begin MATERIAL FOR THIS EXERCISE

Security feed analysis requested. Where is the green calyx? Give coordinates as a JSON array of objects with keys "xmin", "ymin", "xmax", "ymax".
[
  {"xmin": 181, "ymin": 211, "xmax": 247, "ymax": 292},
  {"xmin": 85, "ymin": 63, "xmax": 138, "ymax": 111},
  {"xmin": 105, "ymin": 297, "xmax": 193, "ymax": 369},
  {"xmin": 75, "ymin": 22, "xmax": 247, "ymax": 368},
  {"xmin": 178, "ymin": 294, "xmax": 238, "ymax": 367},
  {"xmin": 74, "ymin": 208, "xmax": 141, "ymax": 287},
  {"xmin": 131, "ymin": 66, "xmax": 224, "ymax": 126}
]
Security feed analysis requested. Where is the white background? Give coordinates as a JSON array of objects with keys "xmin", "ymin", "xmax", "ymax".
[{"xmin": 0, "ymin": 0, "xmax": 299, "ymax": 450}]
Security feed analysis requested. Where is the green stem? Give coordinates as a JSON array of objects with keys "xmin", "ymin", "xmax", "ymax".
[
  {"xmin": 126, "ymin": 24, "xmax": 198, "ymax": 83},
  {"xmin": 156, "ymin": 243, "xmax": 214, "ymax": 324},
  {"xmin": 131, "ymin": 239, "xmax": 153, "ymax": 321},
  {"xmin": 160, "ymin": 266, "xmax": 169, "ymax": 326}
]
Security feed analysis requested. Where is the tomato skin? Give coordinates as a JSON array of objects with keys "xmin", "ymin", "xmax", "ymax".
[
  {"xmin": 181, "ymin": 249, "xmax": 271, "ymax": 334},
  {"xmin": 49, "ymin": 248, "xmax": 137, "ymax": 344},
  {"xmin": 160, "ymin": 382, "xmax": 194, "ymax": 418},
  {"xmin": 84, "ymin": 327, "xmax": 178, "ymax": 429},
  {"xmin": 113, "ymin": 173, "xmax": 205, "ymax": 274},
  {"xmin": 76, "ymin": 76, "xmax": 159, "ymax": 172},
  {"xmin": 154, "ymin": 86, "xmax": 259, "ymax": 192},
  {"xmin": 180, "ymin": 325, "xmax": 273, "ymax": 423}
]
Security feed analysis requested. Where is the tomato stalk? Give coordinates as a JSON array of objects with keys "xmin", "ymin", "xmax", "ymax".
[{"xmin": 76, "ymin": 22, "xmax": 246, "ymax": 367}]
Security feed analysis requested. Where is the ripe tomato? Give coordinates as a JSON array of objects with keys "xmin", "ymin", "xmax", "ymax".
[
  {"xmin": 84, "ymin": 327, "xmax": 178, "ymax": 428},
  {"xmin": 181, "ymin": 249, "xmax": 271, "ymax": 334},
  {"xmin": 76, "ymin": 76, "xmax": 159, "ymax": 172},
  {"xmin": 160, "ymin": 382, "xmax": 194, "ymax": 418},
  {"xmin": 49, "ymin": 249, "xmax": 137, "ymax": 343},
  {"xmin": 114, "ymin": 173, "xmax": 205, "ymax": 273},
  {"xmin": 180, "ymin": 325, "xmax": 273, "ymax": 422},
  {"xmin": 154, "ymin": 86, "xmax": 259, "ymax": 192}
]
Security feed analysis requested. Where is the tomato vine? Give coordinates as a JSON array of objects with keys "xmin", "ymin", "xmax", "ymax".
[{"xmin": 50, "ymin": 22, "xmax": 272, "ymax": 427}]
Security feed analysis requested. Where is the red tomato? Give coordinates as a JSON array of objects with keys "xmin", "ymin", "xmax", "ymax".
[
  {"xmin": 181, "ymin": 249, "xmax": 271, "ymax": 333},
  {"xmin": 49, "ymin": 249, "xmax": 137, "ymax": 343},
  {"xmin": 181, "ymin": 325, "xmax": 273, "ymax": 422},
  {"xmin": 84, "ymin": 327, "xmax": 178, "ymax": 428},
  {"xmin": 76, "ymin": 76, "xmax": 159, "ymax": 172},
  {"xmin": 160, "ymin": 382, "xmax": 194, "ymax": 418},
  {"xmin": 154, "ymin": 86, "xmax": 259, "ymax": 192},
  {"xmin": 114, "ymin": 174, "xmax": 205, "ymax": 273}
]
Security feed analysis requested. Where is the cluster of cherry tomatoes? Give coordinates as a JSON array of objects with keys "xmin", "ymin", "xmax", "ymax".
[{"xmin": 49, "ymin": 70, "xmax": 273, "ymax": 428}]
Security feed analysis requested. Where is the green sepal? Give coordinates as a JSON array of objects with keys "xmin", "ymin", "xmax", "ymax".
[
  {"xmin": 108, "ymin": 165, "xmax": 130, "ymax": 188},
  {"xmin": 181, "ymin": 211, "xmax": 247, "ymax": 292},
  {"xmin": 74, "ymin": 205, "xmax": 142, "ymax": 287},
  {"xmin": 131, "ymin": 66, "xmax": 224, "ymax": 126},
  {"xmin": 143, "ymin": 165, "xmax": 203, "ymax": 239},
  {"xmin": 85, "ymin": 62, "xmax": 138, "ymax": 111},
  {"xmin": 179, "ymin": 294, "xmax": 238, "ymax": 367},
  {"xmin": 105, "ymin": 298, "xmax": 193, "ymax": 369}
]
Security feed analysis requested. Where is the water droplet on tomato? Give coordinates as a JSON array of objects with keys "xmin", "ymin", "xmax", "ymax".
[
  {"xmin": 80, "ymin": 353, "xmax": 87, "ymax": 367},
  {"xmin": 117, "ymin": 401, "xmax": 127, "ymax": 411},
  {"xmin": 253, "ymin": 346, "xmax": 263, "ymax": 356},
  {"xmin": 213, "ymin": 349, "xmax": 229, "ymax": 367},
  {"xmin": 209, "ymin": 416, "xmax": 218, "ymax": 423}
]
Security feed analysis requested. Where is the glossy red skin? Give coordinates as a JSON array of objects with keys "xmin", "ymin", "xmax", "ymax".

end MATERIAL FOR THIS EXERCISE
begin MATERIAL FOR THIS EXERCISE

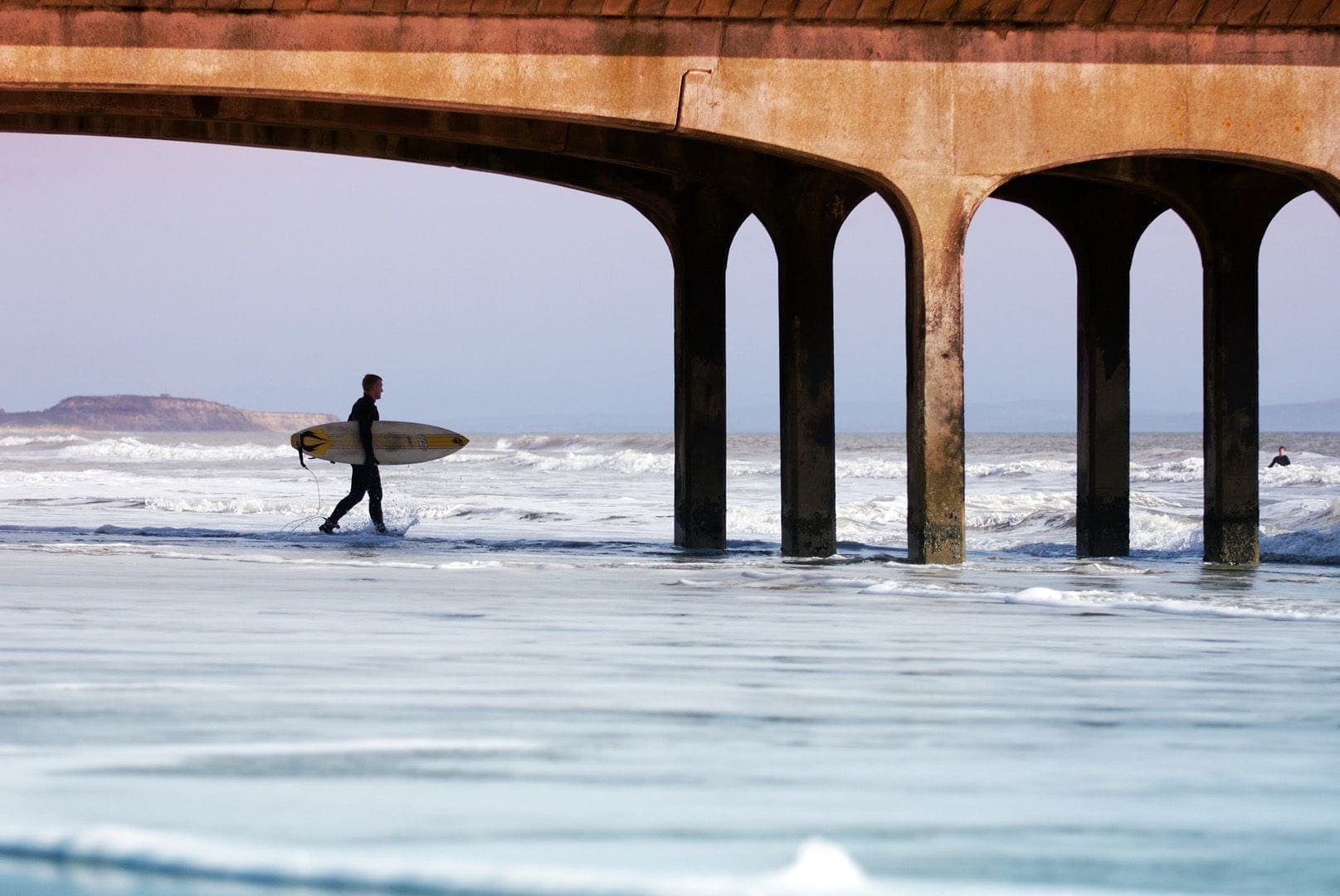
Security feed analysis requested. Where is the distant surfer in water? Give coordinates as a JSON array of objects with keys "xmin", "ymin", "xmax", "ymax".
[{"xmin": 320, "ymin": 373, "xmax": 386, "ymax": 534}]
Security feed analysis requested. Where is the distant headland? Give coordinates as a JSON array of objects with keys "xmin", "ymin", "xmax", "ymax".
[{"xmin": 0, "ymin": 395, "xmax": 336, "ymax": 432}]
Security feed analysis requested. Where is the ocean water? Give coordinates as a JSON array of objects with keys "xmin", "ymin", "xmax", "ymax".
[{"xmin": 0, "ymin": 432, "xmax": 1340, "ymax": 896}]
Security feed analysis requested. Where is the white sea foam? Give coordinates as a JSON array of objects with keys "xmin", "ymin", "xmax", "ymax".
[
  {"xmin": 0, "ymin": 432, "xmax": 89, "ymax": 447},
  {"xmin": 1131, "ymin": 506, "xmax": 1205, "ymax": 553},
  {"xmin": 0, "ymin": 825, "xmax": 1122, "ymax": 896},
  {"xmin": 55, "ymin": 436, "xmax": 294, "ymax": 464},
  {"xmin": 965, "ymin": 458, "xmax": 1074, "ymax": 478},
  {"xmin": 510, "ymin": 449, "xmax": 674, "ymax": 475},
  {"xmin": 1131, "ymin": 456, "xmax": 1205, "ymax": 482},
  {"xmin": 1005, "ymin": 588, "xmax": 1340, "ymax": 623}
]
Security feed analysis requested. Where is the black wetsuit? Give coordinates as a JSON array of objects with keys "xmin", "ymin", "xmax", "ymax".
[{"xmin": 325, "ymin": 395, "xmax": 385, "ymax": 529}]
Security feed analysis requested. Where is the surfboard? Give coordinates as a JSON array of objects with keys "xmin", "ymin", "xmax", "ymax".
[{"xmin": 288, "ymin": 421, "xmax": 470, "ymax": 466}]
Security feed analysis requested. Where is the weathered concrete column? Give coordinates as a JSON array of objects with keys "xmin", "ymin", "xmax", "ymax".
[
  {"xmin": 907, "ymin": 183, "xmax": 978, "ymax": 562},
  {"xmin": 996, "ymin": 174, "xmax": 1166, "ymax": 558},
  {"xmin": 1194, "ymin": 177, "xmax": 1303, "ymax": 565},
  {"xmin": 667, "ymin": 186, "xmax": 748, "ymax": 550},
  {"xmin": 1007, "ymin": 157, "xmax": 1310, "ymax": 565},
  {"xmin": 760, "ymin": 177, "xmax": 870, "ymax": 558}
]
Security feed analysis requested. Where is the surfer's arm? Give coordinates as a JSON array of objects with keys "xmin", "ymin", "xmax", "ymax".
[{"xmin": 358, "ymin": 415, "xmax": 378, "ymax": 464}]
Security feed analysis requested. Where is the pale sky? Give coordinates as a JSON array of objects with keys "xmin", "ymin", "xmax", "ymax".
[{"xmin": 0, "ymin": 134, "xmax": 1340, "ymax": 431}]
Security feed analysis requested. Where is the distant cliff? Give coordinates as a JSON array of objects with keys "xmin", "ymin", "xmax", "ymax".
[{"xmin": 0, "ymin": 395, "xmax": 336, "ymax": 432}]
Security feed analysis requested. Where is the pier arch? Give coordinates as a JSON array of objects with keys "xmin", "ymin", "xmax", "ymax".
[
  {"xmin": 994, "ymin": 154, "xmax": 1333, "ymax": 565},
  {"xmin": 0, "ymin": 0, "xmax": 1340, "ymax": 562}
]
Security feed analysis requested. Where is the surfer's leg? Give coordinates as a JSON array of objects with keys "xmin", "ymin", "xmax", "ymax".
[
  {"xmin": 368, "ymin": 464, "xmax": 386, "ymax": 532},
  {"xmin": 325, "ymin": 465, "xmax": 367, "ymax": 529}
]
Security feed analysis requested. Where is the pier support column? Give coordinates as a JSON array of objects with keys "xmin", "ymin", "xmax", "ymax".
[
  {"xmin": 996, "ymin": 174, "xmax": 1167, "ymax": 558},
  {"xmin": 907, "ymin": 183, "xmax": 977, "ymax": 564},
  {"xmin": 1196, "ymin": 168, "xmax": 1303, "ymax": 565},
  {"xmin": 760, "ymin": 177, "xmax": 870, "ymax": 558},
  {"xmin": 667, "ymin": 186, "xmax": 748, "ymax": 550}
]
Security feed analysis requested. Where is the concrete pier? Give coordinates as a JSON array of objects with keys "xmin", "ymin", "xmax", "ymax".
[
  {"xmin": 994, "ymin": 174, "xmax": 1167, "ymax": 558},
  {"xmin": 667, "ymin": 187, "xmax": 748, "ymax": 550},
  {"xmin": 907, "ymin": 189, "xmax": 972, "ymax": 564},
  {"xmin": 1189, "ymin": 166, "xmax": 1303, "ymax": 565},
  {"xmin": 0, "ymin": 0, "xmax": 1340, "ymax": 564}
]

end MATERIAL FOR THIS EXERCISE

**WHAT THE TASK REQUIRES:** Pick out every line of the data above that contains the string "green", and copy each one. Case counts.

**ANSWER BELOW:**
Security feed analysis requested. Where is the green calyx? Give coordinates as a JSON array of objects with keys "xmin", "ymin", "xmax", "ymax".
Security feed analysis requested. Where is the green stem? Give coordinates as a JSON array of objects with keys "xmin", "ymin", "xmax", "ymax".
Security feed analysis requested. Where is the green sepal? Give coordinates as a JSON array of objects with keys "xmin", "ymin", "xmax", "ymax".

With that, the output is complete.